Exercise requirements:
Please repeat, exactly and with nothing extra, the line containing "of the patterned" and every line after it up to the end of the material.

§ §

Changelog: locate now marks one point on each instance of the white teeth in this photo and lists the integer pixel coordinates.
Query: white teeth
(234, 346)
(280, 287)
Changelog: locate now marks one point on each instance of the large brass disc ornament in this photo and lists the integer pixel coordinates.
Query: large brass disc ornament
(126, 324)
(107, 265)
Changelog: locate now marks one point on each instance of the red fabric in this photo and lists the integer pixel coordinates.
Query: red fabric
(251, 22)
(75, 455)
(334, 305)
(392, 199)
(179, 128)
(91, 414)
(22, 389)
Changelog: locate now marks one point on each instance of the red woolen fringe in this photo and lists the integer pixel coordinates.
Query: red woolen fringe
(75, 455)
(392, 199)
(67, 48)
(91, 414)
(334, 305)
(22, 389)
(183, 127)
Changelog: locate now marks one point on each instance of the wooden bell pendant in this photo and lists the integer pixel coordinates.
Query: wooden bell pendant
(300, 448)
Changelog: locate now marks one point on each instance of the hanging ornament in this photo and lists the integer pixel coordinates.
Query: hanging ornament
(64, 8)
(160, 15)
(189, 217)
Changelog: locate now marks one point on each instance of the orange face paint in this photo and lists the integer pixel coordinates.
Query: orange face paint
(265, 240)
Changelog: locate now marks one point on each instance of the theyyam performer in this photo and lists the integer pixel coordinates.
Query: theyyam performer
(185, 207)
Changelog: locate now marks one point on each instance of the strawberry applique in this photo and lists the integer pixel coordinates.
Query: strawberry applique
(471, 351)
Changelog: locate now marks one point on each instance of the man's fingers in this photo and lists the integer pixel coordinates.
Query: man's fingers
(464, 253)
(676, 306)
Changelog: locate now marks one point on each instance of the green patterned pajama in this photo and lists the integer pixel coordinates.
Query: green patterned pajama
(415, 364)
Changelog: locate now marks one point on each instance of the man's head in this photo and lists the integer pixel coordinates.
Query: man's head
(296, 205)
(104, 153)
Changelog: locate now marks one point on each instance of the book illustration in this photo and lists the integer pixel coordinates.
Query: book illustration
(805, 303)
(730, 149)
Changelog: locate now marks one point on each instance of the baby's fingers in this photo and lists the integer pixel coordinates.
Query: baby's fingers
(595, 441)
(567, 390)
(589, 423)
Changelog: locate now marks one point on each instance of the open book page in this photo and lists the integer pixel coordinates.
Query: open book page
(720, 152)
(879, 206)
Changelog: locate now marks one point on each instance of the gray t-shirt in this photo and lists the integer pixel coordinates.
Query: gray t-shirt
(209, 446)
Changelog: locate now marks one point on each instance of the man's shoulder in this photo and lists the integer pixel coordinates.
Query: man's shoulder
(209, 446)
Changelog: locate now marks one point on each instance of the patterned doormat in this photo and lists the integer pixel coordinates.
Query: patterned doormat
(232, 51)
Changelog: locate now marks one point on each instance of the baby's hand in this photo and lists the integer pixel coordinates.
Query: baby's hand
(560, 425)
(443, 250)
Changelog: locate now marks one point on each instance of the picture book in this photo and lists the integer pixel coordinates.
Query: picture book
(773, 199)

§ §

Reply to the task:
Changelog: locate now marks one point on each instance of the patterned doormat in this photo and lists the integer pixel coordinates.
Query: patterned doormat
(232, 51)
Changelog: locate now marks one point on each instance of the baby's hand in this photo and lists the integer pixel coordinates.
Query: baby's hand
(560, 425)
(443, 250)
Changelog: locate now marks one point on each instance of the picture book in this photo and lists the integer pixel coordinates.
Query: picture book
(773, 199)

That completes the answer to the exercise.